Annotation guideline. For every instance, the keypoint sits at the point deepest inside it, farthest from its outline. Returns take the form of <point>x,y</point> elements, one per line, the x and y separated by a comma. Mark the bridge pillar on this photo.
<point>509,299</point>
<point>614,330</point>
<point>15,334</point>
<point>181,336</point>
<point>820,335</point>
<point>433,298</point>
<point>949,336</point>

> Problem: All the records above need to be set down again exactly as they were given.

> Solution to the problem:
Annotation guideline. For every instance, the keypoint sits at the point deepest inside it, farthest from its outline. Returns take the form of <point>x,y</point> elements, one per line, the x and y separated by a comma. Mark the bridge pillar on this photo.
<point>509,299</point>
<point>614,330</point>
<point>15,334</point>
<point>181,336</point>
<point>820,335</point>
<point>433,298</point>
<point>949,336</point>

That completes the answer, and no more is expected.